Report every line in the listing below that contains the string "boutonniere", where case counts.
** START OF DATA SUPPLIED **
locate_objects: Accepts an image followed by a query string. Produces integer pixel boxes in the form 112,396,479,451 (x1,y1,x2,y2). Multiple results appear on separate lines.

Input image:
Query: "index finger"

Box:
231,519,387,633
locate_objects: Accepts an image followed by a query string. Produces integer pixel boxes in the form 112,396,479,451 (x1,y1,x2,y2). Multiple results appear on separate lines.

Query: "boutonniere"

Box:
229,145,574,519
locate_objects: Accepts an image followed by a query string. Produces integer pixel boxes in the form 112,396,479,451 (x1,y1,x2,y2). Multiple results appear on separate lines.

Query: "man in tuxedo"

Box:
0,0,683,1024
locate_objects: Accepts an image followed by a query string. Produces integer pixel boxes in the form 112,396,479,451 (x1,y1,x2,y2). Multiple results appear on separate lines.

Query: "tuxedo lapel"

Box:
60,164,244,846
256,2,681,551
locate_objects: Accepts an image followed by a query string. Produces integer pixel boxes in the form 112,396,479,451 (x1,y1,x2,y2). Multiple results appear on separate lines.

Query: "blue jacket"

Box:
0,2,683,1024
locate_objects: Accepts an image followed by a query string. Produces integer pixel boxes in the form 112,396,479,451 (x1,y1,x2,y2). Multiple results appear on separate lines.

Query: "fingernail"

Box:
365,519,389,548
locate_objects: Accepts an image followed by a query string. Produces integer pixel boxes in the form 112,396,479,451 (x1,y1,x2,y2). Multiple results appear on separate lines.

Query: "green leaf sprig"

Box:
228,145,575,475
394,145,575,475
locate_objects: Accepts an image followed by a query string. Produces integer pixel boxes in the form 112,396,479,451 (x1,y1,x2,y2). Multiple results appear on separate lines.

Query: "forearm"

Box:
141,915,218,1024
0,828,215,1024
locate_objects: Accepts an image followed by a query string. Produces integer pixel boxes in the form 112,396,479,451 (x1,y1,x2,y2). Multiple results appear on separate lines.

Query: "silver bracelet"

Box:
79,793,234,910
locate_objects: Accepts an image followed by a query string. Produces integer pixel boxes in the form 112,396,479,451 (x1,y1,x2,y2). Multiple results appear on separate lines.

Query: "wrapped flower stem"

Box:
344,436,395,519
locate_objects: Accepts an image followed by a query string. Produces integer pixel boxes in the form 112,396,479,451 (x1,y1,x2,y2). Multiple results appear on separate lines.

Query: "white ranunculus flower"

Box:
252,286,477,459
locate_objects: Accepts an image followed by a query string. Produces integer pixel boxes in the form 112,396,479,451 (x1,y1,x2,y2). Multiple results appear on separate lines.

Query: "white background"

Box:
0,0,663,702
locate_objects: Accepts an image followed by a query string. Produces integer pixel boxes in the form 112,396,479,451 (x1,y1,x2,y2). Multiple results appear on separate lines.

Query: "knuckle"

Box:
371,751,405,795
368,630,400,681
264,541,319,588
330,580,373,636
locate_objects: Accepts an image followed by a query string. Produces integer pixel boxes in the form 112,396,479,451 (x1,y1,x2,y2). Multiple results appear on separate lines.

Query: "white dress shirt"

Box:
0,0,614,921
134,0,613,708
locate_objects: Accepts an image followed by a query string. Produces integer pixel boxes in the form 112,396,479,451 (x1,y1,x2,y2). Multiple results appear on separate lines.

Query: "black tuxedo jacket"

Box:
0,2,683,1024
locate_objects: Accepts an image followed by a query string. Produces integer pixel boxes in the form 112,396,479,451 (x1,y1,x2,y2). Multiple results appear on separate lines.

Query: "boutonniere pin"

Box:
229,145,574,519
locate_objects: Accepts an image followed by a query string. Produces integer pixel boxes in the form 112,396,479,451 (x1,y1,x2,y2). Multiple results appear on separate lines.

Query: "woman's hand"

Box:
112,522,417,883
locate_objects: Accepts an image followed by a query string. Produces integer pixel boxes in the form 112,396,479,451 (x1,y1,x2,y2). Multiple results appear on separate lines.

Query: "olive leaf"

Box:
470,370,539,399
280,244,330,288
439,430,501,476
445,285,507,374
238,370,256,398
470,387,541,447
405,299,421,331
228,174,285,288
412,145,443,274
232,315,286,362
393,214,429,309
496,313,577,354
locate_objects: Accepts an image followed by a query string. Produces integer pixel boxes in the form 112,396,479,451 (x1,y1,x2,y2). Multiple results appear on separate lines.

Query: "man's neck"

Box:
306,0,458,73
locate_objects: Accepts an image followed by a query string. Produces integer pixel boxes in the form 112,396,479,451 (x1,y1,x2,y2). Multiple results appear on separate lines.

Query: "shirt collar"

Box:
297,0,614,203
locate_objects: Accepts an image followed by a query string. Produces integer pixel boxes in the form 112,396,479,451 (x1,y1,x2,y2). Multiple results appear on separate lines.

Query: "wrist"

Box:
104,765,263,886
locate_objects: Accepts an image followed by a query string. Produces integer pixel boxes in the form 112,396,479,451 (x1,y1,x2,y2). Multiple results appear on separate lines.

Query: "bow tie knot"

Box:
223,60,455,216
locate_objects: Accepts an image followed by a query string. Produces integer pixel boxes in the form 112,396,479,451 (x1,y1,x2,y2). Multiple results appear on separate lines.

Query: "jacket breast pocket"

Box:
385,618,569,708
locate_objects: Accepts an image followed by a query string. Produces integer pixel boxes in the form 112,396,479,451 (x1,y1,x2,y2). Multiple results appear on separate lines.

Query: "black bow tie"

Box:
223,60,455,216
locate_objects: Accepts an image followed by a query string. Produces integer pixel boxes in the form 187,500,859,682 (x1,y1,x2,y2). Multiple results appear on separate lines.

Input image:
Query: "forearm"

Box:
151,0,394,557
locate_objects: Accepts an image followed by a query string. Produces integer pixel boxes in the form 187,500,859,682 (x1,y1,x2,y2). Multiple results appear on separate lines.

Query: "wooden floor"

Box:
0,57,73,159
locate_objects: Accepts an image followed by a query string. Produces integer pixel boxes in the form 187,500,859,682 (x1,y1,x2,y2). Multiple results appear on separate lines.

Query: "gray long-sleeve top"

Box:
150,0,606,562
** END OF DATA SUPPLIED **
• _COMPLETED EXERCISE_
Query: "boutonniere"
Query: "boutonniere pin"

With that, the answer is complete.